───── Data shown ─────

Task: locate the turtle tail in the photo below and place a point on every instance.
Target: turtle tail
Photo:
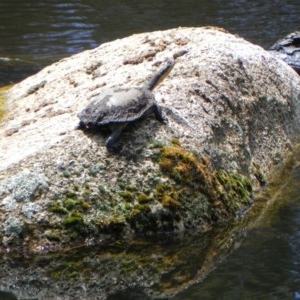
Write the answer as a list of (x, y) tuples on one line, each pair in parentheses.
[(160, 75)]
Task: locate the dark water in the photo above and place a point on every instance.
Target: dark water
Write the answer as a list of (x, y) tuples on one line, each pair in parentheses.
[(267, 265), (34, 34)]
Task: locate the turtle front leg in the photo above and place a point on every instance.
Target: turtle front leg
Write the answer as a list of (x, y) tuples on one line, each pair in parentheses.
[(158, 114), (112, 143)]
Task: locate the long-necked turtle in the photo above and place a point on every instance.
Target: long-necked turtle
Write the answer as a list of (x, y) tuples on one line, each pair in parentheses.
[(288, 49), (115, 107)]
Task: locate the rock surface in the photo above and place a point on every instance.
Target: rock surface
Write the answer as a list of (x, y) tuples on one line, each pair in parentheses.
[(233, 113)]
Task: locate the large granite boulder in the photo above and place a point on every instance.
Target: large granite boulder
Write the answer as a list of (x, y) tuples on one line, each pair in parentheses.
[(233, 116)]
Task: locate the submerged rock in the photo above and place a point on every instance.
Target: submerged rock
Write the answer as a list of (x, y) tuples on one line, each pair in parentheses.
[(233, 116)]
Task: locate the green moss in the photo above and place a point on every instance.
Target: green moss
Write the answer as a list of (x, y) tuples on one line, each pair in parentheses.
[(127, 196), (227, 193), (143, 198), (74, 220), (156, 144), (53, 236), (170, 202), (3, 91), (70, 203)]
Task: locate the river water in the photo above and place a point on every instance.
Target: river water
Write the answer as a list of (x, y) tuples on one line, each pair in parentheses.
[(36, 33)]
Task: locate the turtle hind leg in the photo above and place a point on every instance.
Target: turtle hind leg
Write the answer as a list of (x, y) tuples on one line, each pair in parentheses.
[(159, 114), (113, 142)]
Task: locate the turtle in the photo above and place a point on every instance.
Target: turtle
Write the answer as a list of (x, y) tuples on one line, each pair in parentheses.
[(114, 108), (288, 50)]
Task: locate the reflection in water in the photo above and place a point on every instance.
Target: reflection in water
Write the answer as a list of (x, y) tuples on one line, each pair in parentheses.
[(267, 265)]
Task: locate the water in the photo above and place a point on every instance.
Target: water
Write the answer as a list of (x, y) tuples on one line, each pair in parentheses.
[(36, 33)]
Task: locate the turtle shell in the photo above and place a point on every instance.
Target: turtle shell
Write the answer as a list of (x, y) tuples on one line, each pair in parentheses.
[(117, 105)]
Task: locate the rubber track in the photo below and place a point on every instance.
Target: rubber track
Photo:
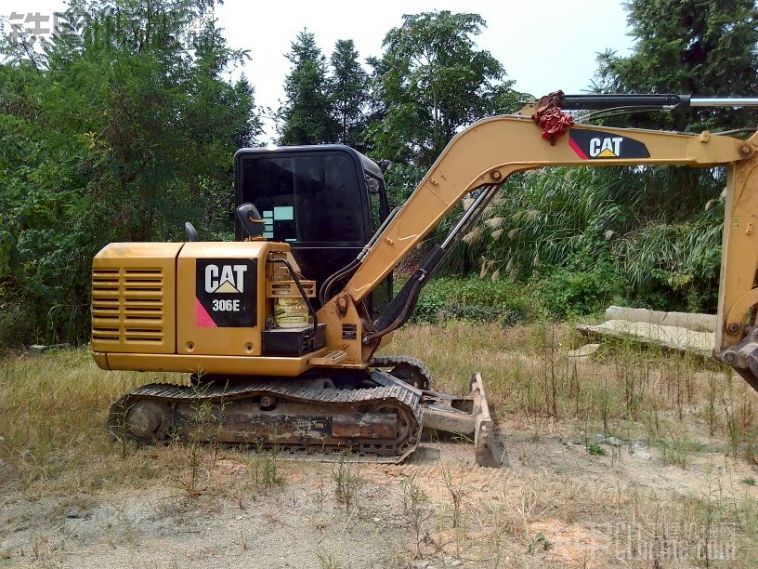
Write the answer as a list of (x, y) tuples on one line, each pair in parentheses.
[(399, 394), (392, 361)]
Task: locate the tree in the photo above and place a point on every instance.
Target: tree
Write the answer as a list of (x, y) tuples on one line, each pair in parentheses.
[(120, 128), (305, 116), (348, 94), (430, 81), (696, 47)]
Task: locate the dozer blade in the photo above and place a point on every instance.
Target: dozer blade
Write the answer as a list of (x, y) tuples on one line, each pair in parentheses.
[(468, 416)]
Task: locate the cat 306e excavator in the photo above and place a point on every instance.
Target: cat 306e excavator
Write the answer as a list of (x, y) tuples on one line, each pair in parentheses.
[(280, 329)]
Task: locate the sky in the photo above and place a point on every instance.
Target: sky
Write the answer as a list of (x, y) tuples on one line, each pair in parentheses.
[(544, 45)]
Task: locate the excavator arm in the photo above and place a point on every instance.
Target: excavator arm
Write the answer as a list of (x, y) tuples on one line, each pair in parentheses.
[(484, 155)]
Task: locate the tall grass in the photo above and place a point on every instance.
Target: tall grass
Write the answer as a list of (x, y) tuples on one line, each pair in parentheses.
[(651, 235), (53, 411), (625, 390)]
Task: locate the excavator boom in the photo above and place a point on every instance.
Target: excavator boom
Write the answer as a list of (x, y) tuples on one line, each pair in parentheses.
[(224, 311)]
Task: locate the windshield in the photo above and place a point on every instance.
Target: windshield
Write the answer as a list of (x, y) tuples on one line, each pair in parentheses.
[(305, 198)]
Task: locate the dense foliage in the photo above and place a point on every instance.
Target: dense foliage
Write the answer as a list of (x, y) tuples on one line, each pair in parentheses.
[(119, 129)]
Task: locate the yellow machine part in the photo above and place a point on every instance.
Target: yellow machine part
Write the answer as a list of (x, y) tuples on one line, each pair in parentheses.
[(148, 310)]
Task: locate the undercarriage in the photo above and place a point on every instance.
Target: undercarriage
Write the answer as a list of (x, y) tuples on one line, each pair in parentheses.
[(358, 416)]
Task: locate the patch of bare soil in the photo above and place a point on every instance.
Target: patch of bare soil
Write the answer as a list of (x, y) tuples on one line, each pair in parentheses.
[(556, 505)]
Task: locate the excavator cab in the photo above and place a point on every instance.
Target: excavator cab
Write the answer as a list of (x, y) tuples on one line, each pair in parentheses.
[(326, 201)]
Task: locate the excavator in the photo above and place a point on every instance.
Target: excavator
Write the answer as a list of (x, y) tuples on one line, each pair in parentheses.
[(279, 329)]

─────
───── Data shown ─────

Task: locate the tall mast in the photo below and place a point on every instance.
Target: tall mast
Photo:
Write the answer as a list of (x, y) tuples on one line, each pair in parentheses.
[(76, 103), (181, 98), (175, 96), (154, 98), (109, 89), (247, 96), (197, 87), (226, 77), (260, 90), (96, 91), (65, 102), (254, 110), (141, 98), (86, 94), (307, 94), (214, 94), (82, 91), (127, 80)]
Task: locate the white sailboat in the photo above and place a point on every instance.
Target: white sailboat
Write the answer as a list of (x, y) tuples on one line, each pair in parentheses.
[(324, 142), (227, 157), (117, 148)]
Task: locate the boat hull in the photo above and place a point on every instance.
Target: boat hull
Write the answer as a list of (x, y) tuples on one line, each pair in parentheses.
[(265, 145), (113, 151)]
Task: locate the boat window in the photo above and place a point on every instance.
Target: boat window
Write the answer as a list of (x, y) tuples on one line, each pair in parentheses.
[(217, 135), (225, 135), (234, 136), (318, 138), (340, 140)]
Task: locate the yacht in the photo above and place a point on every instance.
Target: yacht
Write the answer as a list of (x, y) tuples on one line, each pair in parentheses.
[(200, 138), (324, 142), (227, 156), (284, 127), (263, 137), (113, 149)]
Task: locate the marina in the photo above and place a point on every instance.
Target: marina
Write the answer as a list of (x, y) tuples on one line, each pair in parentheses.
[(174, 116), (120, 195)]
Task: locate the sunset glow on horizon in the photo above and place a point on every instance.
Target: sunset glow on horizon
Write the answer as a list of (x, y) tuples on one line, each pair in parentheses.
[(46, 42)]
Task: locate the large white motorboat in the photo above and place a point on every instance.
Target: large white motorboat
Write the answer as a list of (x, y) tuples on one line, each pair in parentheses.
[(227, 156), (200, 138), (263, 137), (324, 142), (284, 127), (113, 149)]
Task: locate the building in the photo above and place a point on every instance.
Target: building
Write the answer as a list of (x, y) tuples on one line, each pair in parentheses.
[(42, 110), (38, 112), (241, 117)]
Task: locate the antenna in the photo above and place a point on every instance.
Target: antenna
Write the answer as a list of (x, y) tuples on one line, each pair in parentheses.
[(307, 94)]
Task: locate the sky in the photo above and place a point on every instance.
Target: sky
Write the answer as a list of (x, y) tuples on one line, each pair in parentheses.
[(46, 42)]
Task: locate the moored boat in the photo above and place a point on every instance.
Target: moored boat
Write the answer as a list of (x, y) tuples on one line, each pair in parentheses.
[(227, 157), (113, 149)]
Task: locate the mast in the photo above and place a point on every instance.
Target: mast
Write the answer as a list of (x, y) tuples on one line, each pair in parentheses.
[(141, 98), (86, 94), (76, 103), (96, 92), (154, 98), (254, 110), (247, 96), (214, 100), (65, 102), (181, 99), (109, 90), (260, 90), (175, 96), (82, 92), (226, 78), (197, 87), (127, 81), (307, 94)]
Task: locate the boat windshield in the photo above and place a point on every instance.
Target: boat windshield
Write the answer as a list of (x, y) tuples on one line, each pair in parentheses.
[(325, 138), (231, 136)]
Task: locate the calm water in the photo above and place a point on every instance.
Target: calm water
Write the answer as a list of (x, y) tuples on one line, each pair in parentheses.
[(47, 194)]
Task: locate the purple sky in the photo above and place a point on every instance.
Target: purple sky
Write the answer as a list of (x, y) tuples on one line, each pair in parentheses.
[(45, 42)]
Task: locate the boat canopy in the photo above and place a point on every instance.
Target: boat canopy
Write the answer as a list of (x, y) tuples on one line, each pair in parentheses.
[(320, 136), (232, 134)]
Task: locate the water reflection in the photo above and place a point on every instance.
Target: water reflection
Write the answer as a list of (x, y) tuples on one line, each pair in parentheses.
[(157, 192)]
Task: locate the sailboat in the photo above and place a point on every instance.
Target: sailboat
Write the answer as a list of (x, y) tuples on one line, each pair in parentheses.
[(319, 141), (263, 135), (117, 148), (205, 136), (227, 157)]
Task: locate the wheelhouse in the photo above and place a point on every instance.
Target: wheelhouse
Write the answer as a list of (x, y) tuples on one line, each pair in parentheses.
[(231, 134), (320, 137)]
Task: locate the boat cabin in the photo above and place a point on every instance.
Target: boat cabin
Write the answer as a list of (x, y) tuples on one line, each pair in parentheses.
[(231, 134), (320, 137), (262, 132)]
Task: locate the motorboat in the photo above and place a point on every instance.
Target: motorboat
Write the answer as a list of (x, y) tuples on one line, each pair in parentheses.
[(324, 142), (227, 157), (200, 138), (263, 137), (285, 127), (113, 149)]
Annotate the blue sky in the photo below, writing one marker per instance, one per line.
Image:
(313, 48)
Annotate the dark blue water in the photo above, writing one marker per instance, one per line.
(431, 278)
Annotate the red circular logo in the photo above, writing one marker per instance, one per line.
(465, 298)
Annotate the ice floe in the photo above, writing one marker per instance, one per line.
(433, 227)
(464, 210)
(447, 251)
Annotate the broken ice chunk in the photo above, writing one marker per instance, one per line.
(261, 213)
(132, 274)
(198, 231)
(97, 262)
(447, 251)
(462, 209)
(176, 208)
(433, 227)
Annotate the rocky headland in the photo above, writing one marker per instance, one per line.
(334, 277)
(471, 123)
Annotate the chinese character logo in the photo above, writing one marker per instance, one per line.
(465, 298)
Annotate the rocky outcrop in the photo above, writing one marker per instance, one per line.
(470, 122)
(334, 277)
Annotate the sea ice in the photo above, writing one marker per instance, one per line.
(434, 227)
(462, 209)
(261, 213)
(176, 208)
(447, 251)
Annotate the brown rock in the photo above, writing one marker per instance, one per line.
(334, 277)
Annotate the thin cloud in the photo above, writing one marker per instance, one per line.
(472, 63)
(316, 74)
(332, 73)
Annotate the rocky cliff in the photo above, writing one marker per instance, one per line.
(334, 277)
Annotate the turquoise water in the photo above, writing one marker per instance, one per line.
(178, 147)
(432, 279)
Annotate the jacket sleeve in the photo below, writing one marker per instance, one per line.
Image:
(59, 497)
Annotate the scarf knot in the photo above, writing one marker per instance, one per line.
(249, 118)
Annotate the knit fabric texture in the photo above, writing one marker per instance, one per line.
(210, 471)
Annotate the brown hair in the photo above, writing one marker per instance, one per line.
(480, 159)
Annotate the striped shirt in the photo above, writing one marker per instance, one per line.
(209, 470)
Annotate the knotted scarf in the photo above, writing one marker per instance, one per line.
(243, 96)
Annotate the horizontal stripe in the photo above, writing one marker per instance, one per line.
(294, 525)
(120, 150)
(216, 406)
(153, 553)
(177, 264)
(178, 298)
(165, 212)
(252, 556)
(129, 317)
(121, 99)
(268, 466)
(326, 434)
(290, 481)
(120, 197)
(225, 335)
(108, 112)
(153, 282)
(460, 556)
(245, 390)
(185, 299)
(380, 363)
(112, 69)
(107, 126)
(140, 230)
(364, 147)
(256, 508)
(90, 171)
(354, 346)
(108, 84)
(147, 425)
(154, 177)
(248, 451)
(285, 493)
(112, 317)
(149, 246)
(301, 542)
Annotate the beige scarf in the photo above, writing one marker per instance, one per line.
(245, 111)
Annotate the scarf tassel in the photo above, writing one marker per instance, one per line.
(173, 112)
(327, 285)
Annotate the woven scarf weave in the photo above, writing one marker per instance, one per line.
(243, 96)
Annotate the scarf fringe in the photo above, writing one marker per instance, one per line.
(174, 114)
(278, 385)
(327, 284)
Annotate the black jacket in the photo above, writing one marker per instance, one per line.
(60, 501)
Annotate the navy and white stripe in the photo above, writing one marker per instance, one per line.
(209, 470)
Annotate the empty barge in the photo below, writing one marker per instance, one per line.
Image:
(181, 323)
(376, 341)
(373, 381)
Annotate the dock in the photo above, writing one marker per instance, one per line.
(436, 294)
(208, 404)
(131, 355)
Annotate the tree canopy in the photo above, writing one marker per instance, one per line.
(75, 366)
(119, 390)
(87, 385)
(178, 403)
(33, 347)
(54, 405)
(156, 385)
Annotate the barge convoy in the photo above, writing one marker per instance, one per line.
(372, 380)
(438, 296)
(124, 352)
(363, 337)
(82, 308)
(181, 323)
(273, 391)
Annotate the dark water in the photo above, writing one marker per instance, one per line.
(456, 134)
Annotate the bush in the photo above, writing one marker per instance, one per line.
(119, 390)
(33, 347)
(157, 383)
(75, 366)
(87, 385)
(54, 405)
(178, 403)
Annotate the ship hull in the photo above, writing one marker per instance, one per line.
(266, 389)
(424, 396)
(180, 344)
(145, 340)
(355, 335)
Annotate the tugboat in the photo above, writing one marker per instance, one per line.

─────
───── Data shown ─────

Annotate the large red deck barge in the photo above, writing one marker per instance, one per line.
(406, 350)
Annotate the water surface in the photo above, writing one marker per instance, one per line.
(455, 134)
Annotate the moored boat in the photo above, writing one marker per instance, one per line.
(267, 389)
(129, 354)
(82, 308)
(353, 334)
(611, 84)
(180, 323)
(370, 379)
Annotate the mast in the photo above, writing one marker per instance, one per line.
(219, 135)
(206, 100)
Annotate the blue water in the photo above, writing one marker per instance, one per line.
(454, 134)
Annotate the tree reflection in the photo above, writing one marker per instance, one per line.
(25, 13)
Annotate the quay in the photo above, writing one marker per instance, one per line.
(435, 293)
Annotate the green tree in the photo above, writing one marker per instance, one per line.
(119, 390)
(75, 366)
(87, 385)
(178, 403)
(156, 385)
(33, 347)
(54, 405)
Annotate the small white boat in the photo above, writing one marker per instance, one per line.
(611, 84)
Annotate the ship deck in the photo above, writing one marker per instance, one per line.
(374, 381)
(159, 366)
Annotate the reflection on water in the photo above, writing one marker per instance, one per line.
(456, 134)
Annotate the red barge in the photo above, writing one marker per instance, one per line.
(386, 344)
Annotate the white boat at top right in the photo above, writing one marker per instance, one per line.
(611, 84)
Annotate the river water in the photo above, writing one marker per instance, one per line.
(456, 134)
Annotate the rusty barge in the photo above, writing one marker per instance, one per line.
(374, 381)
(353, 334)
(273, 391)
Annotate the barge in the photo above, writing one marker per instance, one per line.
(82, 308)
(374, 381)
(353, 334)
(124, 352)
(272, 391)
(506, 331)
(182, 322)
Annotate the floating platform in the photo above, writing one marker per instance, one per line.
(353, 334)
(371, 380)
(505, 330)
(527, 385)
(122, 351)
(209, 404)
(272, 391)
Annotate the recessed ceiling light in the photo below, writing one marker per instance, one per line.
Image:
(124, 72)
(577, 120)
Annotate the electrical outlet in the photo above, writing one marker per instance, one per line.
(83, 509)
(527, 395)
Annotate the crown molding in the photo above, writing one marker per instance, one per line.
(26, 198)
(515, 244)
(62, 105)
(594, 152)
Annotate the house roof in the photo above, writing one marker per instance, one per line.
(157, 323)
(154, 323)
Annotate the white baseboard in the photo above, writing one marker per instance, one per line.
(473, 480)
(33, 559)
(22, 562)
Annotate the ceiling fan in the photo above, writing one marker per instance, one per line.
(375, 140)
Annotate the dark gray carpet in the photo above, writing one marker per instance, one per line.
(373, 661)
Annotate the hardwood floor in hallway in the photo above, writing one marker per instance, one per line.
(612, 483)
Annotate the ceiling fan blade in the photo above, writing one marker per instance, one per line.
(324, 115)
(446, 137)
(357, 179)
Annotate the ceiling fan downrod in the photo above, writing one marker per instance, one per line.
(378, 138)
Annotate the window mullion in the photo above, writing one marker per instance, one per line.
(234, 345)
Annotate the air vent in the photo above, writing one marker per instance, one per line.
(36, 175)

─────

→ **Your instructions**: Could you render the items as a numbered list, starting at the line that contains "Task: locate the reflection" and ending at the line that contains "[(399, 394), (392, 361)]", with blank lines skipped and the pictures left out?

→ **Result of the exercise**:
1. Task: locate the reflection in water in the photo above and place a point on every instance.
2. Target: reflection in water
3. Write the answer as a list of (x, y) tuples on one line, each pair in parentheses.
4. [(267, 265)]
5. Task: locate the water in the photo above and place a point on every instance.
6. Target: water
7. Write the answer as a list of (x, y) tuples on one line, each pair in parentheses.
8. [(36, 33)]
9. Task: locate the turtle shell in the photo above and place a point on every instance.
10. Target: turtle shell
11. Write the answer as a list of (x, y) tuples on one line, each pair in parentheses.
12. [(117, 105)]
13. Task: locate the rubber track in the photo below and place a point on every instance.
14. Target: rubber track
15. Photo:
16. Write the answer as a list of (x, y) tuples on one line, each pair in parentheses.
17. [(399, 394), (392, 361)]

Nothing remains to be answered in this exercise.